→ **WRITTEN REQUEST 1**
In the geothermal simulation text below, list each fracture given with a distance from the injection well, along with that distance.

→ **DOCUMENT**
The cold-water front propagates away from the injection well. Figure 6 shows propagation of the 130°C isosurface during the 30 years (10 950 days) of operation time. Figure 8 shows the final state of the hydraulic head, temperature and velocity field after 30 years of production.

Highest fluid velocities occur within the induced fractures (Fig. 8C) and can result in pressure equalization. Due to the finite fracture conductivity (FCD), significant pressure gradients develop along the fractures (Fig. 8A), and their effective length is reduced. The fact that the flow lines in Fig. 7 intersect the multifrac at low angles away from the injection well indicates a combination of linear and radial flows. This results in a nonradial pressure field around the injection well. By contrast, the presence of the multifrac does not have a strong effect on the temperature field, and the temperature drawdown contours around the injection well have predominantly radial symmetry (Figs 6 and 8B).

Due to its high permeability, the Elbe base sandstone is the preferred rock for matrix infiltration. After passing through the rock matrix, the injected fluid reaches the second gel-proppant frac (308 m away from the injection well). Due to the high hydraulic conductivity of the induced fracture, the fluid is directly channeled to the production well before the cold-water front interferes with the production well. After approximately 3.6 years, the cold-water front reaches the second gel-proppant frac, and after roughly 5 years reaches the first gel-proppant frac (352 m away from the injection well). At the waterfrac (448 m away from the injection well) cooling starts after approximately 10 years. The injected cold water arrives somewhat earlier, having heated up along the way. Figure 7 shows the flow field and the travel time of the injected water. After approximately 2.5 years, the first injected water reaches the second gel-proppant frac. At this point no significant change in production temperature was simulated.

→ **WRITTEN REQUEST 2**
Locate every line of the records that contains the word "roof".

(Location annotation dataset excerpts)
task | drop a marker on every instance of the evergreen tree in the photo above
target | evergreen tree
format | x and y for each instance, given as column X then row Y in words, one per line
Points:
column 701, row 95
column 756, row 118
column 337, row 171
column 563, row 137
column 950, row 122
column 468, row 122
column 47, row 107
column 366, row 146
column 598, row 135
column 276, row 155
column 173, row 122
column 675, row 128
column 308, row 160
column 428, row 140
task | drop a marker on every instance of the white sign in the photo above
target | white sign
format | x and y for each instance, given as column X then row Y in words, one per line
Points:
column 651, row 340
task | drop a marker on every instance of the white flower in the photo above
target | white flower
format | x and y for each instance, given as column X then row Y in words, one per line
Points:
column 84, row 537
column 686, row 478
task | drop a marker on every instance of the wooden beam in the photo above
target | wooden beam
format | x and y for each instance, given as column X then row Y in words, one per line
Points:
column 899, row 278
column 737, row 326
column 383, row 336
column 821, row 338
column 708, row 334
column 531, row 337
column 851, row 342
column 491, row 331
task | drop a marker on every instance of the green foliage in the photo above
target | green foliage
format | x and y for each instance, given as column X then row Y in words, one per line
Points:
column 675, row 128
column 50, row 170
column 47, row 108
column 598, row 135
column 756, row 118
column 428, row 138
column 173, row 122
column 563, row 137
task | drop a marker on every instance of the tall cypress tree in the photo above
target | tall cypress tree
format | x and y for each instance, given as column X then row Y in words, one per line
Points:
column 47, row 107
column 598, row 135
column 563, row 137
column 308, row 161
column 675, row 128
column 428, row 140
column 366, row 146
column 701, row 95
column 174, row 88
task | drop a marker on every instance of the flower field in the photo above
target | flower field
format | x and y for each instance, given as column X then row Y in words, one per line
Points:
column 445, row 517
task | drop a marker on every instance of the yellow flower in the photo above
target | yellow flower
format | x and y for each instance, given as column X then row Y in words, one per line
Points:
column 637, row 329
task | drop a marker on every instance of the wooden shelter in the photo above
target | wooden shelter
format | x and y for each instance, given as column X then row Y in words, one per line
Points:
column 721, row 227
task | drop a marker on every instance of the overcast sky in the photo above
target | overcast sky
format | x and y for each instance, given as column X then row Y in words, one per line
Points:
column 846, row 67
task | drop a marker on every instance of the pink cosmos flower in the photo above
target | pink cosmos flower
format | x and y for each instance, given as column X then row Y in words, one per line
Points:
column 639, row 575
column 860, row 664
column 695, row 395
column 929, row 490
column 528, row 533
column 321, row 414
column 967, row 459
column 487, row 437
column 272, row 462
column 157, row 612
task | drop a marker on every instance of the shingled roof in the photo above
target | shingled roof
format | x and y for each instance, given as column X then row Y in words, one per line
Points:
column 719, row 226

→ **FULL OUTPUT 1**
- Second gel-proppant frac: 308 m
- First gel-proppant frac: 352 m
- Waterfrac: 448 m

→ **FULL OUTPUT 2**
task | drop a marker on every instance of the shingled roof in the photo above
target | shingled roof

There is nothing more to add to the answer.